_WRITTEN EXERCISE:_
Will you quote the lines below verbatim, starting at the one containing "Nesting-site review: place a pin on each instance of the stone" and ending at the one containing "x=542, y=737", with both of those lines included?

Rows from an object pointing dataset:
- - -

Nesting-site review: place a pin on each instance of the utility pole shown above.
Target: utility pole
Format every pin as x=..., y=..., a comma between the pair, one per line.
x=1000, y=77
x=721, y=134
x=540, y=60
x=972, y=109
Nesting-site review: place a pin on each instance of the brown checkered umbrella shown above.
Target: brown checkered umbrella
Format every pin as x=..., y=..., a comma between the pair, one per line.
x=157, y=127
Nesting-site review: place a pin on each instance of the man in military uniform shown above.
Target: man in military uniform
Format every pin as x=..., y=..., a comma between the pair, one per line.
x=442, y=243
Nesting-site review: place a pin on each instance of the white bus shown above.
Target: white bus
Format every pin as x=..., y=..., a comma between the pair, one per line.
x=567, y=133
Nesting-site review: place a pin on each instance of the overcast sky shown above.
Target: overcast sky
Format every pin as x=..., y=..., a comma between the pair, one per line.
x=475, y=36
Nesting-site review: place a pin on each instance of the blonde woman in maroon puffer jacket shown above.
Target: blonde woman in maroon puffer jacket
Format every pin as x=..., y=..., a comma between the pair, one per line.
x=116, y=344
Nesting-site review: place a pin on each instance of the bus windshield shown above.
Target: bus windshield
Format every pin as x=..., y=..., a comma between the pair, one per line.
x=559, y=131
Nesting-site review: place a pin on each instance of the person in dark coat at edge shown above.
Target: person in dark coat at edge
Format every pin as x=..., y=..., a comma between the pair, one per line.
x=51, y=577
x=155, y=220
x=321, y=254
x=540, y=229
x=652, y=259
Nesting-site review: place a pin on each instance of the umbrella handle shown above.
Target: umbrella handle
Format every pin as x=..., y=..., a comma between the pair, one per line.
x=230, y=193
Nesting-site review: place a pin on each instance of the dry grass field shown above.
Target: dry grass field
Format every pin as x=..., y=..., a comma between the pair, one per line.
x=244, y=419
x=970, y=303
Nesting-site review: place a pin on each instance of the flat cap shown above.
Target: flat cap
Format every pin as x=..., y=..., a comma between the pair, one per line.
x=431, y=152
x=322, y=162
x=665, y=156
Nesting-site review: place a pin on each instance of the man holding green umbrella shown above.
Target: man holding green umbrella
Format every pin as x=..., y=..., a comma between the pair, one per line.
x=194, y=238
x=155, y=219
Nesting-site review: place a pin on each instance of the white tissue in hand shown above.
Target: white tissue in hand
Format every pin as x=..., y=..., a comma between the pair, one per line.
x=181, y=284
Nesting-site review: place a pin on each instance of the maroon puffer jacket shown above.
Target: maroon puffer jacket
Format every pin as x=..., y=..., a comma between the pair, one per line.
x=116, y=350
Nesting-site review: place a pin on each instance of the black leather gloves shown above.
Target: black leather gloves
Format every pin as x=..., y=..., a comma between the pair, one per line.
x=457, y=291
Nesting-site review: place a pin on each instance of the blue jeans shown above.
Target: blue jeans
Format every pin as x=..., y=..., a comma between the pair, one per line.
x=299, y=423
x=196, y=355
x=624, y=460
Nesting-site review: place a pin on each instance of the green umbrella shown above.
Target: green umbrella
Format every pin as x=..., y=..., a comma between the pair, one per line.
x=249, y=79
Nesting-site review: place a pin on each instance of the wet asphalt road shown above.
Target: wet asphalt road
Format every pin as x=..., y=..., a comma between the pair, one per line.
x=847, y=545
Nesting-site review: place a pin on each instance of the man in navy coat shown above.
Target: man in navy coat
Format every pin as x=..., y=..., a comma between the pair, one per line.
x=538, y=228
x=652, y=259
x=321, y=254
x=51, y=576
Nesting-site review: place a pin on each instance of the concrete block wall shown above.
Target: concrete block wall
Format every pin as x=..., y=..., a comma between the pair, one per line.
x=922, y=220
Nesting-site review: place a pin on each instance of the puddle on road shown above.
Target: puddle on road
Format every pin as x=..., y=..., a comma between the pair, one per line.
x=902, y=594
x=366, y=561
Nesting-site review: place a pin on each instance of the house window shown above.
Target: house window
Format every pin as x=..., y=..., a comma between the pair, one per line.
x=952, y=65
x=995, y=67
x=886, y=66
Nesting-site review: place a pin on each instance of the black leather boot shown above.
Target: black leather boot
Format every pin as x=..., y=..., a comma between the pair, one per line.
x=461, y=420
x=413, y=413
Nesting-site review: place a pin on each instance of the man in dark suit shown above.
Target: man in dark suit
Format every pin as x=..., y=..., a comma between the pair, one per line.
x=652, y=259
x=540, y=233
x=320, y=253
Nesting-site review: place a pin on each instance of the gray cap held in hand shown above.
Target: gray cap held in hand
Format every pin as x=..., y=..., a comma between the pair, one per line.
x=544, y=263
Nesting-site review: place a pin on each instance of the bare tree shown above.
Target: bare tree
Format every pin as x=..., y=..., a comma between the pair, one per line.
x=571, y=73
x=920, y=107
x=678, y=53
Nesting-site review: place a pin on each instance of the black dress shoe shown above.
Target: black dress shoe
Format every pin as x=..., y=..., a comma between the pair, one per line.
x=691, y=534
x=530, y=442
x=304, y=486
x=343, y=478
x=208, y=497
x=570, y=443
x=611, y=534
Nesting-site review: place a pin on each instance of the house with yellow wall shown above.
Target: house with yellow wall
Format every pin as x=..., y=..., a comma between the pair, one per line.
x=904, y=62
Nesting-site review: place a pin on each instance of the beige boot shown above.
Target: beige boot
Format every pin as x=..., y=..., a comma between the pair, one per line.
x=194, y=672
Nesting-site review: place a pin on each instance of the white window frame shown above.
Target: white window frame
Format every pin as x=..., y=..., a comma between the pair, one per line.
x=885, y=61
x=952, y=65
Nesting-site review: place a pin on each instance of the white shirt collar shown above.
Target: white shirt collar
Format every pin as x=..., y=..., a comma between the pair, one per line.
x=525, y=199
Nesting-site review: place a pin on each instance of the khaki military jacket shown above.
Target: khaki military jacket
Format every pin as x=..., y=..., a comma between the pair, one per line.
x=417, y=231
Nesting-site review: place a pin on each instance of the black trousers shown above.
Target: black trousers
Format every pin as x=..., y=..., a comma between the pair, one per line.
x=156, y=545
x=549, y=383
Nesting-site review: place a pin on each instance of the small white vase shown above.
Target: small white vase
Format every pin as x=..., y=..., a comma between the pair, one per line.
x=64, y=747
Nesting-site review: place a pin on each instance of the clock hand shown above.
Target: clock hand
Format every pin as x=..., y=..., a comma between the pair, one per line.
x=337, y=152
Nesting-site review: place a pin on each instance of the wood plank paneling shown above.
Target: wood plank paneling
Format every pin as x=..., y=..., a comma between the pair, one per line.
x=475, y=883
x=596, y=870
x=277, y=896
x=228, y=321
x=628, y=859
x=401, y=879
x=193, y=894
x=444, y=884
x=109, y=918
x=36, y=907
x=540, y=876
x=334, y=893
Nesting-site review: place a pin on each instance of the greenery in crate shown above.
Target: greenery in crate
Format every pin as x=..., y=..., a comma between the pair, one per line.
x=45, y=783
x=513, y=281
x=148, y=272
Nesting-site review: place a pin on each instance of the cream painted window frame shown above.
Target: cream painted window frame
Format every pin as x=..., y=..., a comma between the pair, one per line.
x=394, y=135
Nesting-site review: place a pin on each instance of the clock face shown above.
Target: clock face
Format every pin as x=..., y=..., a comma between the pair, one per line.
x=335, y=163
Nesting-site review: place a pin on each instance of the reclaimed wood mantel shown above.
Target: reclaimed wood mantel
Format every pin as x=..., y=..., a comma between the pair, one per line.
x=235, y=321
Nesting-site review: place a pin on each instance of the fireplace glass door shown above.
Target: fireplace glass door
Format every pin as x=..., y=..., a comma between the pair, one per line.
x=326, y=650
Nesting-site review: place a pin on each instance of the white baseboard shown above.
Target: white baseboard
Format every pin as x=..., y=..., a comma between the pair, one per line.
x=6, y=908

- - -

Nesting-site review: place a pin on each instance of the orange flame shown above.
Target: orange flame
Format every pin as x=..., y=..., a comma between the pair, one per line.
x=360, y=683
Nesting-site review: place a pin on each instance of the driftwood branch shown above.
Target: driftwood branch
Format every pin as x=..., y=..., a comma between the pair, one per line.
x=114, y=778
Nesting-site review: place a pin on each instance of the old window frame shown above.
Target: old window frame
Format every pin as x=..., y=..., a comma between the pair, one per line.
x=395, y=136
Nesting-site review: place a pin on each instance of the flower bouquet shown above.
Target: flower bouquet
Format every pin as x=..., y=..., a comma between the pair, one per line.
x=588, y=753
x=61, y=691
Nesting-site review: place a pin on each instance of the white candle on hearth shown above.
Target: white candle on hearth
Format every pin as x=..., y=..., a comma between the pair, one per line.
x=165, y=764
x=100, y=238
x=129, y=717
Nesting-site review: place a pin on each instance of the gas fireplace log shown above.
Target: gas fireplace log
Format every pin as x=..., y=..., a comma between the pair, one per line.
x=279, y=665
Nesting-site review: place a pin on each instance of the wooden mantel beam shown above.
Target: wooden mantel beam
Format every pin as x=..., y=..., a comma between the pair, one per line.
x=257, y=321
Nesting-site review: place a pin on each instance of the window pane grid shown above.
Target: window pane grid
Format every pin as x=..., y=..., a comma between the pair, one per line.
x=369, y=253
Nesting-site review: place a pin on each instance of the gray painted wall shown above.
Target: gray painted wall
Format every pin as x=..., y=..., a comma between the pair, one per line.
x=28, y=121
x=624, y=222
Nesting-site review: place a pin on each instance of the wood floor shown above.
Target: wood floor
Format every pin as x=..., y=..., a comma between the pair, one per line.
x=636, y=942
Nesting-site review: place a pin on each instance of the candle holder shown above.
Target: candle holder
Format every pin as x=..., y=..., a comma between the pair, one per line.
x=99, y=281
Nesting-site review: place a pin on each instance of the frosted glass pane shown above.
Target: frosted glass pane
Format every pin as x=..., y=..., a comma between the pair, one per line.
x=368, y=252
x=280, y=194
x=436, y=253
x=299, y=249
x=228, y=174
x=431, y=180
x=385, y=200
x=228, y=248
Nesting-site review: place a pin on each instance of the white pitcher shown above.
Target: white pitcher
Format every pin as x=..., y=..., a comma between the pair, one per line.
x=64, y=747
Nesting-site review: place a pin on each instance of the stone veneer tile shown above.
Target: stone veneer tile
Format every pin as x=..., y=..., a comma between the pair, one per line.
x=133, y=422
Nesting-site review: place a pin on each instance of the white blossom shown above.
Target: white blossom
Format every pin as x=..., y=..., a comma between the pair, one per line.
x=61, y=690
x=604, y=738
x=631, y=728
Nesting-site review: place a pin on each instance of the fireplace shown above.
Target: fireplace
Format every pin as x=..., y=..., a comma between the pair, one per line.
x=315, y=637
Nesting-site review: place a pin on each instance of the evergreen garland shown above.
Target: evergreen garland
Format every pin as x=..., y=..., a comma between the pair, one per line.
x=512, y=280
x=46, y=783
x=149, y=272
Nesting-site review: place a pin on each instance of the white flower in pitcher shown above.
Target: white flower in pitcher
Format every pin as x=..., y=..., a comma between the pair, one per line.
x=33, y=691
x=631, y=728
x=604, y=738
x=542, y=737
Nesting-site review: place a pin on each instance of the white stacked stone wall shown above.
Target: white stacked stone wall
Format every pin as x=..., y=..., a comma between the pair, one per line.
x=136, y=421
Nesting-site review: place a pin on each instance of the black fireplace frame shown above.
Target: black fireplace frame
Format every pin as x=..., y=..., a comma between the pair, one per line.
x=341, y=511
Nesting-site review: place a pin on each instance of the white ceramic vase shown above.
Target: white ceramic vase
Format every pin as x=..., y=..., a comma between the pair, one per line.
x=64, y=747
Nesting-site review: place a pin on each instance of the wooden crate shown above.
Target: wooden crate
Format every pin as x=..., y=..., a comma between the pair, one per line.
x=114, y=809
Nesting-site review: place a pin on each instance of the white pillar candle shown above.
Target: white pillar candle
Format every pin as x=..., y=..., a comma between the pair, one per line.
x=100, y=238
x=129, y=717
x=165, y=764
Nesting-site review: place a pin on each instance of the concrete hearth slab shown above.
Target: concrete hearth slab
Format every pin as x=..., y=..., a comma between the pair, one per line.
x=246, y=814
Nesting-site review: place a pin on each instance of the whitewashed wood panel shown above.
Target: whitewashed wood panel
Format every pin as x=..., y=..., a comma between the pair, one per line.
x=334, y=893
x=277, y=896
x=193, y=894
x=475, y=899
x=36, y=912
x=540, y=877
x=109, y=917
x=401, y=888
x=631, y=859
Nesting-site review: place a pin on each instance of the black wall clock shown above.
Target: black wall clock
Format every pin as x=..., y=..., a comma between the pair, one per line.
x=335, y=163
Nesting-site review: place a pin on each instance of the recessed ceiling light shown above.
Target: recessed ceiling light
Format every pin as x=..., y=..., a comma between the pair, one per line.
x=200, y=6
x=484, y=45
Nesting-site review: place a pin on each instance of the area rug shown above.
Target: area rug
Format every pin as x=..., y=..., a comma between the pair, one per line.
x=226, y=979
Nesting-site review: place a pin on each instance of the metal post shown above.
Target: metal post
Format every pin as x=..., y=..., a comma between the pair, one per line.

- - -

_FINISHED ANSWER:_
Nesting-site review: place a pin on each instance of the stone veneer tile shown above.
Target: stone veneer tile
Format every pin as x=..., y=..., a comma between the pair, one per line.
x=133, y=422
Nesting-site review: place a pin on each instance of the white blossom shown above.
Target: white blossom
Format every pin as x=..., y=..., a comma between the pair, one per line.
x=61, y=690
x=604, y=738
x=631, y=728
Nesting-site review: place a pin on each instance of the fireplace shown above.
Target: fireplace
Format every pin as x=..., y=..., a comma between the pair, one per line.
x=315, y=637
Nesting-site review: place a pin on each instance of the evergreen garland shown above.
Target: evergreen garland
Format every pin as x=..., y=..., a comma between the pair, one per line.
x=512, y=280
x=46, y=783
x=149, y=272
Nesting-site review: place a pin on each instance of the white flower in pitcher shown above.
Target: white flower in pitcher
Format every pin as x=..., y=..., a comma between the pair, one per line.
x=33, y=691
x=631, y=728
x=604, y=738
x=542, y=737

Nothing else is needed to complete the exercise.